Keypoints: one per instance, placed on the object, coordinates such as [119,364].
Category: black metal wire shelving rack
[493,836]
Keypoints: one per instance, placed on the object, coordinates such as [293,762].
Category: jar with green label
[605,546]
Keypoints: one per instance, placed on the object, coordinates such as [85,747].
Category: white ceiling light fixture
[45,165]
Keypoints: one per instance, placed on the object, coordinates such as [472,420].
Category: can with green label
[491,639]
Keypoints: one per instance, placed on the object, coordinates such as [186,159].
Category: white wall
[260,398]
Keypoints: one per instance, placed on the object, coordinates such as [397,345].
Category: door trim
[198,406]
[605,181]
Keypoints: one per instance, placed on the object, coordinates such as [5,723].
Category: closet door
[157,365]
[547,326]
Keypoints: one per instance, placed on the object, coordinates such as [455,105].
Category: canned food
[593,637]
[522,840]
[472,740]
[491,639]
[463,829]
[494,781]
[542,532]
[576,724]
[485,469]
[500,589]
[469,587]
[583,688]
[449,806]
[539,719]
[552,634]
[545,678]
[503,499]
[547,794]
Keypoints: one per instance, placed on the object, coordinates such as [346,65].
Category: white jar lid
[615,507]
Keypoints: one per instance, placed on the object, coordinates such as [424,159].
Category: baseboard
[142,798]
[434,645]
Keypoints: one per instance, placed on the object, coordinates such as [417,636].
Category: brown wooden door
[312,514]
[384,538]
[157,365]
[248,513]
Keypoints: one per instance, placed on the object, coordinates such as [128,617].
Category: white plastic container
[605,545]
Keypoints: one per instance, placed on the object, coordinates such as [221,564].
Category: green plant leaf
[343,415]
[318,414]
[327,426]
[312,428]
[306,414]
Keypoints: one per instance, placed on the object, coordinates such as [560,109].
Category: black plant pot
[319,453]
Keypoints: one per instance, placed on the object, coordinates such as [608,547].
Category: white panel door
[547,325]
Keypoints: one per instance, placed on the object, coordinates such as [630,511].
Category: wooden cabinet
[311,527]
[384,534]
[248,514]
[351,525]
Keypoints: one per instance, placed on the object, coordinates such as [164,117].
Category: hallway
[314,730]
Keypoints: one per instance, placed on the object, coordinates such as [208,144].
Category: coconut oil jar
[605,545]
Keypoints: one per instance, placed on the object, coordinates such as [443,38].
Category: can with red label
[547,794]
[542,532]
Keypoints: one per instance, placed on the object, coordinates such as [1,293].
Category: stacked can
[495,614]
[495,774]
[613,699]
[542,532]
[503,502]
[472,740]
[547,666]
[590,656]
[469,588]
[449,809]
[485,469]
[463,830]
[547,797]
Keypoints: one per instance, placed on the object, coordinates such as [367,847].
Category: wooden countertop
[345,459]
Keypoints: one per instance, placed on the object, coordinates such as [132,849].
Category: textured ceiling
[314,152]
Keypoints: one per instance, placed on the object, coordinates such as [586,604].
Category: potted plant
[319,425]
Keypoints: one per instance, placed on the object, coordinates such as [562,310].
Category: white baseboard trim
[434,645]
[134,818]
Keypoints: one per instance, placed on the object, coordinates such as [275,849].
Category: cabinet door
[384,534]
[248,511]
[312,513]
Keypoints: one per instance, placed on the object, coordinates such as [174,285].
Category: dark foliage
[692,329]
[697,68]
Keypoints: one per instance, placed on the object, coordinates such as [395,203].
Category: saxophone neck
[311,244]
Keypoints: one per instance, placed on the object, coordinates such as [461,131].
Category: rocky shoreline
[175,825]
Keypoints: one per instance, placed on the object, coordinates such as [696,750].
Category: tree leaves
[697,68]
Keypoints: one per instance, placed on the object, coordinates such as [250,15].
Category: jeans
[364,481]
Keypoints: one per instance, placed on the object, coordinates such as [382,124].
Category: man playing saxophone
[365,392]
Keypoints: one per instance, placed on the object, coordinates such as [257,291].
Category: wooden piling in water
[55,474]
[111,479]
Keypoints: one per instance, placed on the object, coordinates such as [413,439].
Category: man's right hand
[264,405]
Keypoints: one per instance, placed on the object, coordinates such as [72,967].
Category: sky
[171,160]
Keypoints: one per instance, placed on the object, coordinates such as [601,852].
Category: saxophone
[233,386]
******************************
Reproduce only the lines between the line containing "such as [696,750]." and the last line of the records, those two lines included, exactly.

■ Result of the exercise:
Keypoints: one per instance, placed on the object, coordinates such as [696,750].
Category: tree leaves
[697,68]
Keypoints: one per instance, placed on the object, coordinates such as [250,15].
Category: jeans
[364,481]
Keypoints: one per instance, placed on the object, coordinates such as [382,124].
Category: man playing saxophone
[365,392]
Keypoints: one per instance, placed on the object, coordinates such as [257,291].
Category: wooden piling in water
[55,474]
[111,479]
Keypoints: one per instance, placed on the object, coordinates such as [413,439].
Category: man's right hand
[264,405]
Keypoints: one per instance, placed on the object, coordinates such as [72,967].
Category: sky
[171,160]
Keypoints: one per instance, placed on the object, coordinates such as [601,852].
Category: saxophone
[233,386]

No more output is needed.